WORK REQUIRED
Tally the lines of the records that contain the word "black", treating uppercase and lowercase as distinct, and give only that number.

○ ○ ○ ○ ○ ○ ○

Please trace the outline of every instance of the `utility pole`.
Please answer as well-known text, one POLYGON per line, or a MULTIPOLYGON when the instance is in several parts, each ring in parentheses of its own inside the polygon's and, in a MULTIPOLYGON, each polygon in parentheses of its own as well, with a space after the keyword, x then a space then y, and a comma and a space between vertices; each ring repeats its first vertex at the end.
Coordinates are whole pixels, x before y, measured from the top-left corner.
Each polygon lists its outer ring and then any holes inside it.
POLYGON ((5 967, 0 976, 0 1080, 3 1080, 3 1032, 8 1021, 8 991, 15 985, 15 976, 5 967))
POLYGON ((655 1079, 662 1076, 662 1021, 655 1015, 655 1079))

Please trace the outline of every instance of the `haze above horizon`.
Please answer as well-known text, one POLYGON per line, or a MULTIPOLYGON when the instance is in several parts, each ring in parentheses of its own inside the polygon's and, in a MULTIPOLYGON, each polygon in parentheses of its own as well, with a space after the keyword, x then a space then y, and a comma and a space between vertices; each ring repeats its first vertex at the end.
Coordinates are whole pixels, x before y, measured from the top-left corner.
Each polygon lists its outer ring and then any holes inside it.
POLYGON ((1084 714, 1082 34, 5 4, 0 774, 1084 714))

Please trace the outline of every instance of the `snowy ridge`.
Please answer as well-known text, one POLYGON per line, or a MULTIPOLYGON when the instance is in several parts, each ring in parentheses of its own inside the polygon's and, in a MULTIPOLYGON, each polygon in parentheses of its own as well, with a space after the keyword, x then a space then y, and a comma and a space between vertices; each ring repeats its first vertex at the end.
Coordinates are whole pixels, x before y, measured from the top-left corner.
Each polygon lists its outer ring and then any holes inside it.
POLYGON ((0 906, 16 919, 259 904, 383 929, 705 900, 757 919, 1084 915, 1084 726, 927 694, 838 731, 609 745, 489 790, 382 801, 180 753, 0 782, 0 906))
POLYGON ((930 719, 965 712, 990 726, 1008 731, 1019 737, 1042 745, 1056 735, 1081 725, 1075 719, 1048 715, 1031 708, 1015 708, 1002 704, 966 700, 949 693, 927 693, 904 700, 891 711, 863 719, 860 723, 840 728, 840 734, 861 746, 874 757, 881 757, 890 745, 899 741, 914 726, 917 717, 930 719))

○ ○ ○ ○ ○ ○ ○

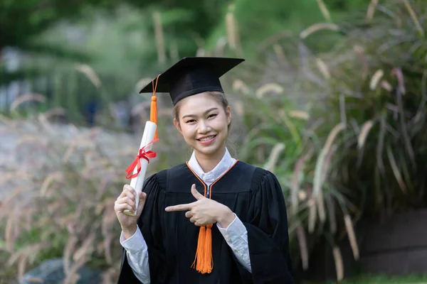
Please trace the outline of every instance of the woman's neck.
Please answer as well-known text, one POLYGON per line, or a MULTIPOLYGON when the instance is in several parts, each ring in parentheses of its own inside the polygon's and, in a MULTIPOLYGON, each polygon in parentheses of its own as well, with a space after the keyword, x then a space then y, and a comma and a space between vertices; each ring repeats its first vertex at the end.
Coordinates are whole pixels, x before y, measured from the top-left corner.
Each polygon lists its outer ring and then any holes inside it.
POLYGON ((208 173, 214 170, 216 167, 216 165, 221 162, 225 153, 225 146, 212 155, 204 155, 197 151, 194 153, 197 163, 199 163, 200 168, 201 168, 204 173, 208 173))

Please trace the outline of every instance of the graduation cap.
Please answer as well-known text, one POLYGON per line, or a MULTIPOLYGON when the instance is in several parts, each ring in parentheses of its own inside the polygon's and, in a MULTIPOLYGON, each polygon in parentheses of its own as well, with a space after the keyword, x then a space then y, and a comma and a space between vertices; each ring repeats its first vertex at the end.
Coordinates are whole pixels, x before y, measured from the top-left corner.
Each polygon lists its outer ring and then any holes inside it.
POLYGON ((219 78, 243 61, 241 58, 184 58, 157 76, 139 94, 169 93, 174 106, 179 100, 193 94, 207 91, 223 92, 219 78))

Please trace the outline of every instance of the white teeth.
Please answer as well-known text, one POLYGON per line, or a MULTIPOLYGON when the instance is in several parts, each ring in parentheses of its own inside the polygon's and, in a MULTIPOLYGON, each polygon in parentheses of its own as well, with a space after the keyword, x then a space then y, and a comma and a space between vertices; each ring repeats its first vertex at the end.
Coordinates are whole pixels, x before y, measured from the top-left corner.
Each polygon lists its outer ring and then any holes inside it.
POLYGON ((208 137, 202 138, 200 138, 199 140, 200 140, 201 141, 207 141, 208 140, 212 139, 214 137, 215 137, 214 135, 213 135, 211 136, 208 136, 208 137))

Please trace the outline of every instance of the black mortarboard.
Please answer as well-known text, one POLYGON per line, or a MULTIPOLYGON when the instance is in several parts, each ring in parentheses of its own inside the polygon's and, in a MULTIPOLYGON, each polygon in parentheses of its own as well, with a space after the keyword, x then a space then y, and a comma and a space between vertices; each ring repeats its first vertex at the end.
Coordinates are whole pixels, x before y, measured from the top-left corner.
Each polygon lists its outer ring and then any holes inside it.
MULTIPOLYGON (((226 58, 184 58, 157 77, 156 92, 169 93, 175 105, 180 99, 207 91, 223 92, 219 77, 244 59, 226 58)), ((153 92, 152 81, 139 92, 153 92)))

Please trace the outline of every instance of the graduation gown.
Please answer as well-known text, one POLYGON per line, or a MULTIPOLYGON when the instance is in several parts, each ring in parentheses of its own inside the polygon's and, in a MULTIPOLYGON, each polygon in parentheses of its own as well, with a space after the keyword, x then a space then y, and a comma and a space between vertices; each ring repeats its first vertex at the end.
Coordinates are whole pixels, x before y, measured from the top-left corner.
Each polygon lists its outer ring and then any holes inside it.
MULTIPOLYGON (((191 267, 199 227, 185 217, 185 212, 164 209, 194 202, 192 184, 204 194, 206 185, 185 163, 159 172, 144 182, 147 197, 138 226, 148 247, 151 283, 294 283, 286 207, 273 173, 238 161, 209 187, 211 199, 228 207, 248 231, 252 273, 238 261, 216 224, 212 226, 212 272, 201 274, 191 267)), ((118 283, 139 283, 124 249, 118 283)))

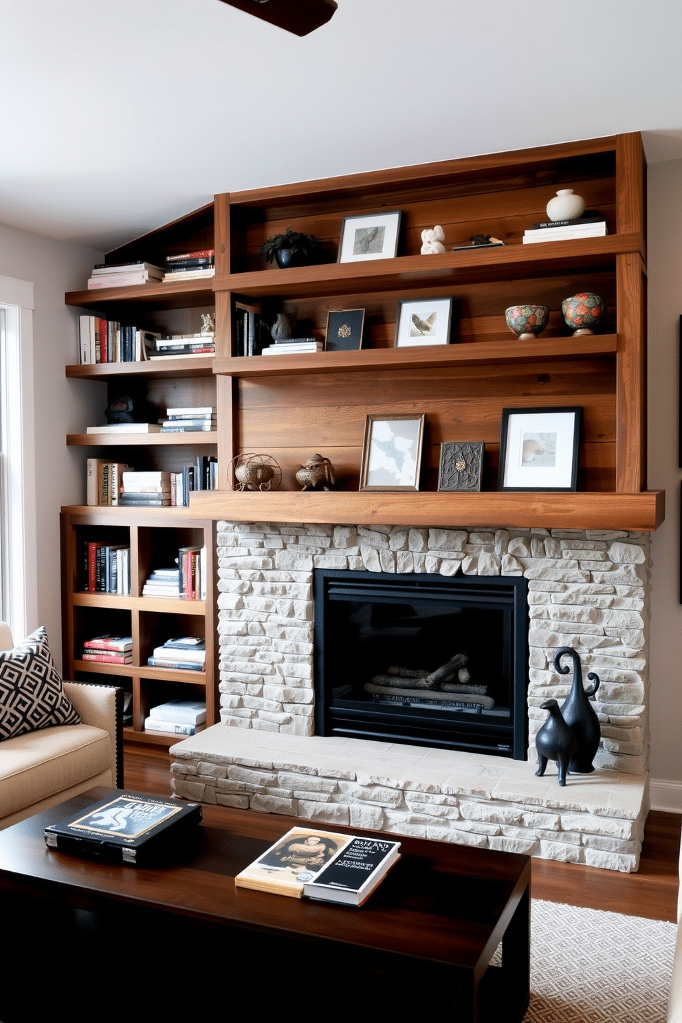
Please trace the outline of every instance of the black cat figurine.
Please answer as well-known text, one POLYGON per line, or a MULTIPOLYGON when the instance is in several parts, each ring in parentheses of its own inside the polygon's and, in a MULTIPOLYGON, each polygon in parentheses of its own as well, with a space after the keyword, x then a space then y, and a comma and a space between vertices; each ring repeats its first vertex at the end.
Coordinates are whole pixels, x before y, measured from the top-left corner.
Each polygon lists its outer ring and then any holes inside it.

○ ○ ○ ○ ○ ○ ○

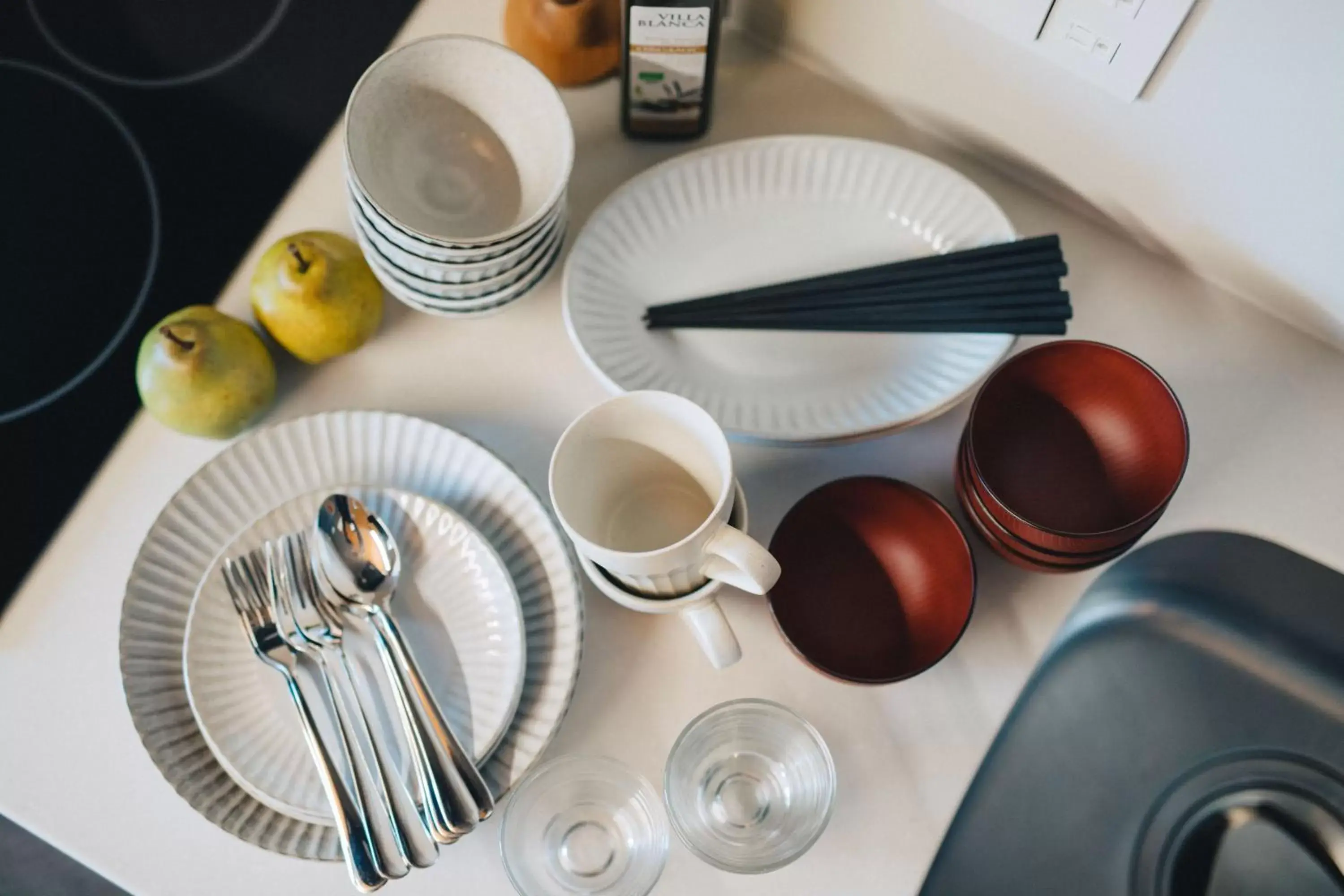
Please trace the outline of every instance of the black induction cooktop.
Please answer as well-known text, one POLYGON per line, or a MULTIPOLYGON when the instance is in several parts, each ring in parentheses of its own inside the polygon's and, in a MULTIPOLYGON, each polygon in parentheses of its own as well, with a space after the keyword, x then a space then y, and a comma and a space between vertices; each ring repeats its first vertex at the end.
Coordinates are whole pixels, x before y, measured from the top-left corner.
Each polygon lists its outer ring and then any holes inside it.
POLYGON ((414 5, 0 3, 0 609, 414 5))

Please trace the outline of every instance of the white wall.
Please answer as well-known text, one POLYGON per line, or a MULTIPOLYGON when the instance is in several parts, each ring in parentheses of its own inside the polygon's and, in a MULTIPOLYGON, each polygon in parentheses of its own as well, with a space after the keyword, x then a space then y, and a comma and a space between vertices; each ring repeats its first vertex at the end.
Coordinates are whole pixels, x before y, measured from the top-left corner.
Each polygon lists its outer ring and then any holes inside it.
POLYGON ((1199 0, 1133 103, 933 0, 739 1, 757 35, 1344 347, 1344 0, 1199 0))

○ ○ ○ ○ ○ ○ ○

RESULT OF THIS EXERCISE
3